--- EXTRACTED DATA Enclosed Below ---

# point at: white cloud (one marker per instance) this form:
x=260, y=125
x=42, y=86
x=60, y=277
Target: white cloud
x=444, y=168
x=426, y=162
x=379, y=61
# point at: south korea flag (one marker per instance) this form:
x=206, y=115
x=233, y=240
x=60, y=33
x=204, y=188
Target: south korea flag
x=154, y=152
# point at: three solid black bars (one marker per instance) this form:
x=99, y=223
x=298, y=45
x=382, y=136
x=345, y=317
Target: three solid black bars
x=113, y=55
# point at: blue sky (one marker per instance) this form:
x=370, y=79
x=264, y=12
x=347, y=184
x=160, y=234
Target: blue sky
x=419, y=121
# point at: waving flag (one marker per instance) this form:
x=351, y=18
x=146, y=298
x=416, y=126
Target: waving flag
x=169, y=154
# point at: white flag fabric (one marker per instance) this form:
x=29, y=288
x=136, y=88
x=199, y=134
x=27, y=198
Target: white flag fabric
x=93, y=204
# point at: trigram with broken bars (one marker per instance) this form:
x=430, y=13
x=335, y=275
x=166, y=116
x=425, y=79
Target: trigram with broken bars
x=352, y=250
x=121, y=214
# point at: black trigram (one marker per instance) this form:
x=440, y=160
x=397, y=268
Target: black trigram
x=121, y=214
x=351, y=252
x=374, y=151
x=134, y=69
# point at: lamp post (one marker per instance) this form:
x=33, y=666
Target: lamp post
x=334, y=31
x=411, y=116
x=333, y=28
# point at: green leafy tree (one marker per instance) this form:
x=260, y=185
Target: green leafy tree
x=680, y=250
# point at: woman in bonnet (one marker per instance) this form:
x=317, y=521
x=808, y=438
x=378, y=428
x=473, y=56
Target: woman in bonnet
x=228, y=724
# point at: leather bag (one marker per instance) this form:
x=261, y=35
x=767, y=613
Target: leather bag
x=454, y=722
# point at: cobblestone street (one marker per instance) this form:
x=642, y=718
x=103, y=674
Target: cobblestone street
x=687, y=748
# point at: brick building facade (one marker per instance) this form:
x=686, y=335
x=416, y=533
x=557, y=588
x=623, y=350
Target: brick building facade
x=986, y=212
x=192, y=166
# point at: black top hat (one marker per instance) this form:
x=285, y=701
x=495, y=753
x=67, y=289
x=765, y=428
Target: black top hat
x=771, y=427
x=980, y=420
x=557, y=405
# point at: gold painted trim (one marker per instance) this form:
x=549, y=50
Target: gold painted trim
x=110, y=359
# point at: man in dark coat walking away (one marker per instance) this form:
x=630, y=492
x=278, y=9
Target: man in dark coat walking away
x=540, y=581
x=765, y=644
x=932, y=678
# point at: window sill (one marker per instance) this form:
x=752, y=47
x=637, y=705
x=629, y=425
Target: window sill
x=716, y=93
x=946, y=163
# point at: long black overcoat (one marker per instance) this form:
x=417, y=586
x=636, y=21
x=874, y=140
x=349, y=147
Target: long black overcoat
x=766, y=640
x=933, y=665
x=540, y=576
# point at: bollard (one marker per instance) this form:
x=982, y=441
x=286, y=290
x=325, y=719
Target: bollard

--- End of Enclosed EXTRACTED DATA ---

Print the lines above from the one with "Target: black trigram" through the one with "x=630, y=492", both included, exactly as written and nothing more.

• EXERCISE RESPONSE:
Target: black trigram
x=121, y=214
x=351, y=252
x=374, y=151
x=134, y=69
# point at: lamp post (one marker per instance) this form:
x=33, y=666
Target: lamp post
x=334, y=31
x=411, y=116
x=333, y=28
# point at: green leafy tree (one marker per instance) this form:
x=260, y=185
Target: green leafy tree
x=680, y=250
# point at: woman in bonnet (one marker per instance) this form:
x=317, y=521
x=808, y=438
x=378, y=428
x=473, y=56
Target: woman in bonnet
x=228, y=724
# point at: leather bag (one marker per instance) this form:
x=261, y=35
x=767, y=613
Target: leather bag
x=454, y=722
# point at: cobblestone street (one marker per instance) this form:
x=642, y=718
x=103, y=674
Target: cobblestone street
x=687, y=748
# point at: brick building facade (one marker per instance) this form:
x=686, y=335
x=416, y=533
x=557, y=588
x=623, y=350
Target: brick building facade
x=986, y=212
x=192, y=166
# point at: black top hat (one marker per instance) this form:
x=285, y=701
x=495, y=753
x=67, y=289
x=765, y=428
Target: black top hat
x=771, y=427
x=980, y=420
x=557, y=405
# point at: gold painted trim (one marker per instance) this form:
x=549, y=50
Target: gold painted trim
x=110, y=359
# point at: man in dark coat walking away (one marker per instance) this form:
x=630, y=492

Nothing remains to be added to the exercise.